**Set exercise:** Rewrite all of the records below with "Outline" changed to "Locate" and every other part left as it is. Omit the pictures from your version.

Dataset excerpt
__________________________________________________

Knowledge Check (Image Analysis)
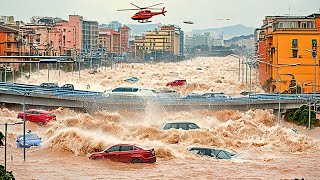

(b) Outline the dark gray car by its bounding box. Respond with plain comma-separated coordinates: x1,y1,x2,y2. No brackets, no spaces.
188,147,236,159
40,83,60,88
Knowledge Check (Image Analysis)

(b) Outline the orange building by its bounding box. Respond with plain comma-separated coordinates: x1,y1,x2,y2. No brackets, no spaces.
0,25,19,56
99,26,130,54
257,16,320,93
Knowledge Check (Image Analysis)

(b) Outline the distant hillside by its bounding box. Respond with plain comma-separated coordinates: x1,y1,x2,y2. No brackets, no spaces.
126,24,161,35
224,34,254,51
225,34,254,43
186,24,255,40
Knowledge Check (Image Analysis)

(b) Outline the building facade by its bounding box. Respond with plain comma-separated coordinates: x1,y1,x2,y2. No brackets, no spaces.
256,15,320,93
132,25,184,57
0,25,19,56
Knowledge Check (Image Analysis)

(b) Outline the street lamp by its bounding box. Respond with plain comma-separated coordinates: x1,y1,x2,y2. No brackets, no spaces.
306,49,317,95
230,54,240,82
0,121,23,171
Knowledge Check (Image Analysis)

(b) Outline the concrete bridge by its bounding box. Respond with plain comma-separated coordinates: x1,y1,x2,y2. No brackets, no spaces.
0,91,306,112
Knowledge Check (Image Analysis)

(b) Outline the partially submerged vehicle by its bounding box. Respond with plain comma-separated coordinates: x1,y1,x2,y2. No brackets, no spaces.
188,147,236,159
162,122,200,130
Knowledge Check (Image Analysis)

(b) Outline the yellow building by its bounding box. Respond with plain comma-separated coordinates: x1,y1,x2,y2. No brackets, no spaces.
134,25,183,55
258,16,320,93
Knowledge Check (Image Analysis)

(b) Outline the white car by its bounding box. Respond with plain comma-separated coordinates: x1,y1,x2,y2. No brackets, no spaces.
104,87,156,97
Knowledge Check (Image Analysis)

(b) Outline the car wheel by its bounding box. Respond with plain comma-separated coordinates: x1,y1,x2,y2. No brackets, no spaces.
131,158,143,163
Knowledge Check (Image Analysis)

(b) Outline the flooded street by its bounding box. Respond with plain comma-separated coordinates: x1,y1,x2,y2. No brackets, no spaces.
0,58,320,179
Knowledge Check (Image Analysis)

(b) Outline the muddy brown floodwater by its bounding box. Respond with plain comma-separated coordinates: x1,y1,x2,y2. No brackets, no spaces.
0,58,320,179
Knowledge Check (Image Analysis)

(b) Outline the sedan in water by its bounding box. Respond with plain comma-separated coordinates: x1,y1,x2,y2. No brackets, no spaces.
188,147,236,159
16,131,42,148
162,122,200,130
18,109,56,126
166,79,187,86
89,144,156,163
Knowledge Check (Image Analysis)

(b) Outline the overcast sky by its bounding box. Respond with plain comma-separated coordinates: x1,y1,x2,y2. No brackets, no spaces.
0,0,320,31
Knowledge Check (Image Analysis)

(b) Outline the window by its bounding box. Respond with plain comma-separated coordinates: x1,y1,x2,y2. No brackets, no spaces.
179,123,189,130
292,49,298,58
121,146,134,151
189,124,199,129
108,146,120,152
279,23,283,28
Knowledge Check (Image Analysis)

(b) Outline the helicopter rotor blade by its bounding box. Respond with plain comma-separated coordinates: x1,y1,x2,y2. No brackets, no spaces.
117,9,140,11
130,3,143,9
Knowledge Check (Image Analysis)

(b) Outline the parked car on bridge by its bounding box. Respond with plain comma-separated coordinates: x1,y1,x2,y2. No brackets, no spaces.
156,89,180,98
182,92,229,100
16,131,42,148
18,109,56,126
61,84,74,90
124,77,139,83
188,147,236,159
162,122,200,130
40,83,60,88
166,79,187,86
104,87,156,97
89,144,156,163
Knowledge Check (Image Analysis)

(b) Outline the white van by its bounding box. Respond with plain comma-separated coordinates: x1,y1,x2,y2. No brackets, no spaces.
104,87,156,97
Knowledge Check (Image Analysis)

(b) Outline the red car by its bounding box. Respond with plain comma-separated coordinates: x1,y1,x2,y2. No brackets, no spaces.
18,109,57,125
166,79,187,86
89,144,156,163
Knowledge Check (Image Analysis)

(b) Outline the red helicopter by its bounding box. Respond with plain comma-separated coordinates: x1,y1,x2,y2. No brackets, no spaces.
118,3,167,23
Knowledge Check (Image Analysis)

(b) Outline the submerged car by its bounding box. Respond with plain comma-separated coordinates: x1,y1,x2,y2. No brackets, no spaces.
16,131,42,148
89,144,156,163
182,92,228,100
40,83,60,89
166,79,187,86
18,109,56,126
188,147,236,159
124,77,139,83
61,84,74,90
162,122,200,130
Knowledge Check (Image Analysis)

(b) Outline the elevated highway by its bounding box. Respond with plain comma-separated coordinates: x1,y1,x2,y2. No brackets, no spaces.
0,82,312,112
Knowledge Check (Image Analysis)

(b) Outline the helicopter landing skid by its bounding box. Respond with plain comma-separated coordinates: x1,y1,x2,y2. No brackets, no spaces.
138,20,152,23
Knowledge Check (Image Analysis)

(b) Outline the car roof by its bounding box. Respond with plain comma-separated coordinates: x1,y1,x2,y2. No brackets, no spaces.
27,109,49,113
165,121,196,124
111,144,136,147
188,146,235,153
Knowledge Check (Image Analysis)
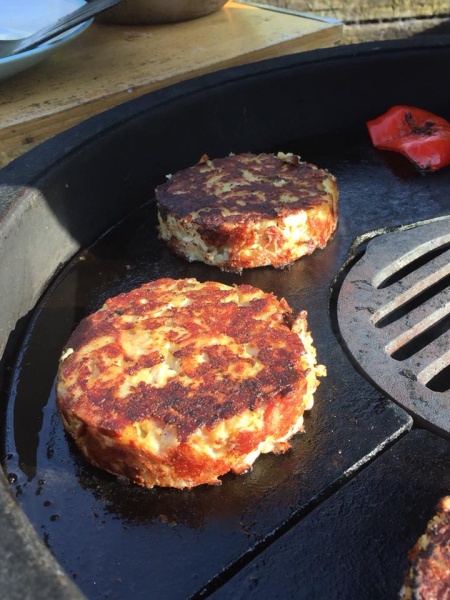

__________________________________________________

**Finished task:**
Knowledge Check (Image Analysis)

(b) Locate the dark gray car by its bounding box. Respond with plain comma-separated coordinates: x1,y1,x2,y2. No brackets, no spaces.
188,147,236,159
40,83,60,88
Knowledge Check (Image Analysis)

(b) Locate the orange building by its bounding box. Respond with plain comma-separated coordinates: x1,y1,x2,y2. No brackets, no spaces.
0,25,19,56
99,26,130,54
257,16,320,93
Knowledge Check (Image Analysis)

(b) Locate the distant hillside by its bounding box. Respond with plain comma-separated coordinates: x1,y1,x2,y2. No brackets, no spaces.
126,24,161,35
224,34,254,51
225,34,254,43
186,24,255,40
Knowledge Check (Image Analysis)

(b) Locate the building facade by its bounding box. Respond with plain comma-separated coordinates: x1,y1,x2,y2. No brackets, no spaces.
256,15,320,93
132,25,184,57
0,25,19,56
Knowledge Check (Image Analysis)

(b) Locate the street lamp by its bounding box. Respond with plain comma-separated coordinates: x1,y1,x2,y2. No brackets, no spaces.
306,49,317,95
230,54,240,82
0,121,23,171
Knowledge Check (Image Analysis)

(b) Locate the concrete bridge by its bounding box. Respond with plain comma-separated coordinates: x1,y1,x2,y2. No brackets, no spaces.
0,91,306,112
Knowledge Check (Image Analysis)

(b) Locate the partially submerged vehicle by its bounding box. Respond with plain comma-separated coordinates: x1,y1,x2,y2. No brackets, no spaces.
188,147,236,159
162,122,200,130
Knowledge Check (Image Analysis)

(b) Locate the yellow building by its bounding box. Respond with plain comma-separated coordinates: x1,y1,x2,y2. No brackets, no spaces.
134,25,183,55
258,16,320,93
Knowledge Check (Image Analysis)

(b) Locate the white car by its bounding box. Respond with plain comma-separated coordinates: x1,y1,x2,y2. No brackets, no spaces.
104,87,156,97
Knowledge Check (Image Analysis)

(b) Locate the car wheel by its bounding box. Respond with plain comma-separated coordinates: x1,y1,x2,y2. No brackets, no spaces.
131,158,143,163
Knowledge Check (Image Analysis)

(b) Locate the flooded street by its bounding box. Respond with plain comma-separated coordinates: x1,y1,x2,y2. No brackets, no spaces.
0,58,320,179
Knowledge Check (Image Analysis)

(b) Locate the muddy brown floodwater by its bounding box. Respond with plain comma-separated coordinates: x1,y1,x2,y2. No brackets, no spaces.
0,58,320,179
Knowledge Check (Image Analysis)

(b) Locate the sedan in water by its bounding box. Respond with plain comma-separated coordinates: x1,y1,x2,y2. No brackets, no spaces.
188,147,236,159
16,131,42,148
162,122,200,130
18,109,56,126
166,79,187,86
89,144,156,163
Knowledge Check (Image Analysis)

(b) Locate the overcast sky by its bounding box. Respond with plain comma-separated coordinates: x1,y1,x2,y2. No brackets, no spaces.
0,0,320,31
Knowledge Check (Image Analysis)

(b) Locate the window by its bounding box. Respond with plain comma-separated coordinates: x1,y1,x2,y2. No brackets, no spaces.
179,123,189,130
292,49,298,58
121,146,134,151
189,124,199,129
108,146,120,152
279,23,283,28
Knowledge Check (Image Analysis)

(b) Locate the helicopter rotor blade by its bounding box. Respond with plain comma-separated coordinates: x1,y1,x2,y2. No brackets, no spaces.
117,9,140,11
130,3,143,9
Knowledge Check (Image Analysis)

(b) Locate the parked car on bridge by its bounding box. Respond with plain comma-separated coordinates: x1,y1,x2,y2. No brackets, no spaces.
156,89,180,98
182,92,229,100
16,131,42,148
18,109,56,126
61,84,74,90
124,77,139,83
188,147,236,159
162,122,200,130
40,83,60,88
166,79,187,86
104,87,156,97
89,144,156,163
Knowledge Check (Image Analysis)

(b) Locate the white van by its bounding box. Respond with plain comma-separated coordinates: x1,y1,x2,y2. No brackets, no spaces.
104,87,156,97
Knowledge Check (Image Analysis)

(b) Locate the red car by its bounding box. Respond with plain comma-separated coordinates: x1,y1,x2,y2. No brackets, no spaces.
18,109,57,125
166,79,187,86
89,144,156,163
Knowledge Check (Image Analysis)

(b) Locate the red helicopter by its bounding box. Respond with plain comma-separated coordinates: x1,y1,x2,y2. No brackets, no spaces.
118,3,167,23
Knowledge Check (Image Analysis)

(b) Locate the submerged car by its bounding box. Respond with plain comma-separated coordinates: x1,y1,x2,y2. No brackets, no spaces.
16,131,42,148
89,144,156,163
182,92,228,100
40,83,60,89
166,79,187,86
18,109,56,126
188,147,236,159
124,77,139,83
61,84,74,90
162,122,200,130
Knowledge Check (Image Analysis)

(b) Locate the elevated highway by its bounding box. Respond with plain comma-separated coordinates: x1,y1,x2,y2. No brackets, no spaces.
0,82,312,112
Knowledge Check (Image Analysis)

(b) Locate the helicopter landing skid by its bounding box. Respond with plain comma-separated coordinates: x1,y1,x2,y2. No brackets, no spaces.
138,20,152,23
Knowledge Check (Image Analysis)

(b) Locate the car roof by its bounding box. Respond with plain comma-separated coordinates: x1,y1,x2,y2. No brackets, no spaces.
27,109,49,113
165,121,196,124
111,144,136,147
188,146,235,153
Knowledge Check (Image Analysis)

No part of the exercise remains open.